**Task item**. For the listing below, give the number of lines that contain the word "hair" and no other text.
########
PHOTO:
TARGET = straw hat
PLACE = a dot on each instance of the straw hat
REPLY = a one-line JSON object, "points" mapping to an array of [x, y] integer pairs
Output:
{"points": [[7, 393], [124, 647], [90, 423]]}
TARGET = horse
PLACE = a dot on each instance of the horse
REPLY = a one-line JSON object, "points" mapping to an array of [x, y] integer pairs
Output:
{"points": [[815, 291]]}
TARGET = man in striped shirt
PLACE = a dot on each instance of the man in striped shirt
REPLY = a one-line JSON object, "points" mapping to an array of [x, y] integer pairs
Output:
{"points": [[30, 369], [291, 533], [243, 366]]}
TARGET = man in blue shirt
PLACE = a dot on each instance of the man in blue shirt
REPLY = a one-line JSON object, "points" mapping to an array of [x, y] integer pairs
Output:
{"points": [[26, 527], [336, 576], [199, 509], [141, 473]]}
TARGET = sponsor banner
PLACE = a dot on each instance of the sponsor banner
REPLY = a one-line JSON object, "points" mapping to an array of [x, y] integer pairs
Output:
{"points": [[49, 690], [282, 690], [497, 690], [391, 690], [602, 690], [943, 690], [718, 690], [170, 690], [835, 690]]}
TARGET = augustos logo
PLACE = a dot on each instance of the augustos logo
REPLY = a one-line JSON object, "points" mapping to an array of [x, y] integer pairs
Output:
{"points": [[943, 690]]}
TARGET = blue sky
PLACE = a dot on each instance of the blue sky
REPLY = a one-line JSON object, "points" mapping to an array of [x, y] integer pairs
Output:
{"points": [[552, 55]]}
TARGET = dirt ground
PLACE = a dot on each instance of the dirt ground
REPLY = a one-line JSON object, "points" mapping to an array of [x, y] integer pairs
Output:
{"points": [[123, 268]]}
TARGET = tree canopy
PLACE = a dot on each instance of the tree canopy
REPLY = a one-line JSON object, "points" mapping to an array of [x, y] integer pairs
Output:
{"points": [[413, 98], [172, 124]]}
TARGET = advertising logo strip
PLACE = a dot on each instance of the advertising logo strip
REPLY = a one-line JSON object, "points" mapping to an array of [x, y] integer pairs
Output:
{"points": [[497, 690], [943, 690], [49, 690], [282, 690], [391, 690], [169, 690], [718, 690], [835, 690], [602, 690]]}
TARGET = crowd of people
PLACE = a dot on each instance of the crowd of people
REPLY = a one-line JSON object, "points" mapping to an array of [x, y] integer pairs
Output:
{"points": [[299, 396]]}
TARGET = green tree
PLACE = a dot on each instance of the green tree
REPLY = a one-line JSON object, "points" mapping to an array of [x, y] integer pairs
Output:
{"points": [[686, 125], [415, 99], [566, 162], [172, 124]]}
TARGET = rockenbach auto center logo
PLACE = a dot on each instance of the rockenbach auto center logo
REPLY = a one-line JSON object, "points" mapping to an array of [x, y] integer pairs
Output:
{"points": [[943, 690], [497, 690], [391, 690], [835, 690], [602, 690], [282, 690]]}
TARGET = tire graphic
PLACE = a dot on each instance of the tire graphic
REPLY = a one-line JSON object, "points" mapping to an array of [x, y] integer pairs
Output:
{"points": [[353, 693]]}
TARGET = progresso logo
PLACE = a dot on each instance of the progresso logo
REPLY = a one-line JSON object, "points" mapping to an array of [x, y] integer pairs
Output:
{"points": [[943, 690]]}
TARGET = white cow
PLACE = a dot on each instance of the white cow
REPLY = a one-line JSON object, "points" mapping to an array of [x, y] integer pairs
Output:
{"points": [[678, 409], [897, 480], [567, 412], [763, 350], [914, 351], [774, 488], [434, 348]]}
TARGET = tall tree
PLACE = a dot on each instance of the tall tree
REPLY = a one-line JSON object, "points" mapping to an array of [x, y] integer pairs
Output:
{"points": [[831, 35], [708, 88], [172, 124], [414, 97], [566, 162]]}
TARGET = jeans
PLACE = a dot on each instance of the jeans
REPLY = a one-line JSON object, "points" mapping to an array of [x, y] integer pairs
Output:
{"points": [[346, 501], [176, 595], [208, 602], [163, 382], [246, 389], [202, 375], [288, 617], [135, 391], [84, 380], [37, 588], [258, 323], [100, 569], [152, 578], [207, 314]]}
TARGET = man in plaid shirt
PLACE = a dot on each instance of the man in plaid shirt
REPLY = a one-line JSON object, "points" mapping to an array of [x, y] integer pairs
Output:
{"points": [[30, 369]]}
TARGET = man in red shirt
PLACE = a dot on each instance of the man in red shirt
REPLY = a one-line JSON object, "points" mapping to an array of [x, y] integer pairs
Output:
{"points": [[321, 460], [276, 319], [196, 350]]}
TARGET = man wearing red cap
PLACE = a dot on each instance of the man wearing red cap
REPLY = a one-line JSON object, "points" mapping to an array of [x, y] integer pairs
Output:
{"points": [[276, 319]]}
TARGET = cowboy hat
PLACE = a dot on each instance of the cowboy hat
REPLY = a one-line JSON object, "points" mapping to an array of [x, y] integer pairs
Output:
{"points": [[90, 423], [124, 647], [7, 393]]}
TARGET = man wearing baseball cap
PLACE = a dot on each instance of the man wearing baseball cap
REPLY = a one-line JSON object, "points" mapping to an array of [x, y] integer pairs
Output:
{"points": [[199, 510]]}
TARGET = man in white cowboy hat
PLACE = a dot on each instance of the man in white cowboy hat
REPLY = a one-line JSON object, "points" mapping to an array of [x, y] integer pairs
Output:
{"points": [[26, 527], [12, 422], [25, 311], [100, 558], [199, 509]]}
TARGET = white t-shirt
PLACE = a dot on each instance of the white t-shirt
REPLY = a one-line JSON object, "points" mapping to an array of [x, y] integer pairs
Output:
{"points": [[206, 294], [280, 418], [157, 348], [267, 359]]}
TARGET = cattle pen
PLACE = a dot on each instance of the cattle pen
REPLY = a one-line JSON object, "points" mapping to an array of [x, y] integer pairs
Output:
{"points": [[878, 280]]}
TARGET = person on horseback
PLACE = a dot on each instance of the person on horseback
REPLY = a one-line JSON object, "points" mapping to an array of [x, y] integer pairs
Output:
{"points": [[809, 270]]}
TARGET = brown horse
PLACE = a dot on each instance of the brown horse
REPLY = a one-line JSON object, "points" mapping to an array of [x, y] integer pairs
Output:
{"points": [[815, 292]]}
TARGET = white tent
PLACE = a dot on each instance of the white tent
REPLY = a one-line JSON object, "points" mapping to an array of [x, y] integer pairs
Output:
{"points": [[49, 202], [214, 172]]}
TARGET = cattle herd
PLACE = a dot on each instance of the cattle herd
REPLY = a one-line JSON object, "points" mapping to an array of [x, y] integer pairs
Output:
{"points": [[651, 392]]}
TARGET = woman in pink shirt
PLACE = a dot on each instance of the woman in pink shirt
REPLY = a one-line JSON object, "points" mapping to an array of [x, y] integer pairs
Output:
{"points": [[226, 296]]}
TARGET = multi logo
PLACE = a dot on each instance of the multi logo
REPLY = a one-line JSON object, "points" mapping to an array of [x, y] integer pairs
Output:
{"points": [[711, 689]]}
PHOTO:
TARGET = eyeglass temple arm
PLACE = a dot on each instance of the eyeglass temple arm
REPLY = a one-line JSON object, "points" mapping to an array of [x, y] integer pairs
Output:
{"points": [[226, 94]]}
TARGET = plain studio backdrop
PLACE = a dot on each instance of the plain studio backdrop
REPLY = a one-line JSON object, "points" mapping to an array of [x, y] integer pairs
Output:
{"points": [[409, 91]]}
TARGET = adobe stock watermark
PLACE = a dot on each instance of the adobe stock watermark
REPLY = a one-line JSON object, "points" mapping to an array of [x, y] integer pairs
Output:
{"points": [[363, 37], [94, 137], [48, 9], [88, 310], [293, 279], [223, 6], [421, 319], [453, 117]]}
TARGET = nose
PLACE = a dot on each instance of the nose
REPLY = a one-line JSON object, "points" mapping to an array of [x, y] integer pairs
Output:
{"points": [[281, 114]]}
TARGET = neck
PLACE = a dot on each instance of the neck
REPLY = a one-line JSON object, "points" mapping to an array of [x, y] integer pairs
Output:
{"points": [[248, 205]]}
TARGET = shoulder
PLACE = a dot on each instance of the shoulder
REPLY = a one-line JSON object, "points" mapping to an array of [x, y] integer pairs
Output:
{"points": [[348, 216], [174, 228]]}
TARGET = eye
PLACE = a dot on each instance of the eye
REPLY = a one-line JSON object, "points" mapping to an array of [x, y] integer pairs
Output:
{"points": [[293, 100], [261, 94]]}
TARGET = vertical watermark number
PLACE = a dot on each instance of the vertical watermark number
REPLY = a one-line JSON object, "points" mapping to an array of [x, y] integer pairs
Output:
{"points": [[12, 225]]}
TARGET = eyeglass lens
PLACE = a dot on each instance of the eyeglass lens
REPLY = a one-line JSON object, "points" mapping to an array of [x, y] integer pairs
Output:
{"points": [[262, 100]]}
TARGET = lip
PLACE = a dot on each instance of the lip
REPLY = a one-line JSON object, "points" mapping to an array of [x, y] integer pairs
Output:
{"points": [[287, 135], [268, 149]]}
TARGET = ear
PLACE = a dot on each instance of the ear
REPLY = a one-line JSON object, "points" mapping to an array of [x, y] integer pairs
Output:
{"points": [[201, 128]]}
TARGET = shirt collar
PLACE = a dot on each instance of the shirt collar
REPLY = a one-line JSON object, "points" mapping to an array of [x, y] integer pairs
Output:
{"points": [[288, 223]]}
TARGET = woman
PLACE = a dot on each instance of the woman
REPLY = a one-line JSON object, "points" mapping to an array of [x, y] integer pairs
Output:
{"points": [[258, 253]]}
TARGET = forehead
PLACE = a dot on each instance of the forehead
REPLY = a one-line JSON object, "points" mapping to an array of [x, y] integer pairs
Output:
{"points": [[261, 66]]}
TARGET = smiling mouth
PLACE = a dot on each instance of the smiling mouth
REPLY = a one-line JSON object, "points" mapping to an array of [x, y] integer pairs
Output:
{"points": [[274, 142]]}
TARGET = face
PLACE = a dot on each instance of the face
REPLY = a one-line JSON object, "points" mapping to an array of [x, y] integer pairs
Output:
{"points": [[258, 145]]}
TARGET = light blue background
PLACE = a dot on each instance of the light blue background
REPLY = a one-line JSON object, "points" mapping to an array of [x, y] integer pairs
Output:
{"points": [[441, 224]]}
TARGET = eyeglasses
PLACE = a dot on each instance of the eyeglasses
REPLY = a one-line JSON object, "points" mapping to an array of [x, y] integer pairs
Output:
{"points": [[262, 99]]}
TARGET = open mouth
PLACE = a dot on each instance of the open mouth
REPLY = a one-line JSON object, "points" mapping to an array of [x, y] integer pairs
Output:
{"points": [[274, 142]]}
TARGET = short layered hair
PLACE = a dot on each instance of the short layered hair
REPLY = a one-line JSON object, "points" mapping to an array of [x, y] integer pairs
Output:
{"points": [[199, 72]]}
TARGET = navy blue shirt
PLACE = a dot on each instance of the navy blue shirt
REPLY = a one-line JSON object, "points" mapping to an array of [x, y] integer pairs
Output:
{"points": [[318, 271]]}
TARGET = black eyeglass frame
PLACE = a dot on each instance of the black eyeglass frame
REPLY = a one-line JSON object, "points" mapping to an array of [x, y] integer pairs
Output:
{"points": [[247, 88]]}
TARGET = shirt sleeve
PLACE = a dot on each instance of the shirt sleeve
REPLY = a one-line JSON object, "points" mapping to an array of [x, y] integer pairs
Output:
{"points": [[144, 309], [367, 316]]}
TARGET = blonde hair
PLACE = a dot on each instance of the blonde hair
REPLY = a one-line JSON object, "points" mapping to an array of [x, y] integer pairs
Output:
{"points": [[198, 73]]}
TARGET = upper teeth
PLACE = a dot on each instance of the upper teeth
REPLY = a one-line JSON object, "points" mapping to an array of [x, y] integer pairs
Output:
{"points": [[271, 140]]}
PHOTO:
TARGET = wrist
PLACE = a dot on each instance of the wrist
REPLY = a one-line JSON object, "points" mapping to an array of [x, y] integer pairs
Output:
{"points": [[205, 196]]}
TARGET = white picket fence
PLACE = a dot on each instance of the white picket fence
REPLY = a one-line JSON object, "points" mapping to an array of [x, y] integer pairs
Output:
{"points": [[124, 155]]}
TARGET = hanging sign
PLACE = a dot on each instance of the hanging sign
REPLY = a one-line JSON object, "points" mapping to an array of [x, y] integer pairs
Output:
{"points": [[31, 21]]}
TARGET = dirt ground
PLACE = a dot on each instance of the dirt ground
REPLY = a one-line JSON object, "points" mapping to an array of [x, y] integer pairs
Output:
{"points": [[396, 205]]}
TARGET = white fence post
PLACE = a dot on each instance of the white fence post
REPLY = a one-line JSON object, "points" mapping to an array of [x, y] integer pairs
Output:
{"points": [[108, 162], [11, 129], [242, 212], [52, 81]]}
########
**Written answer**. 4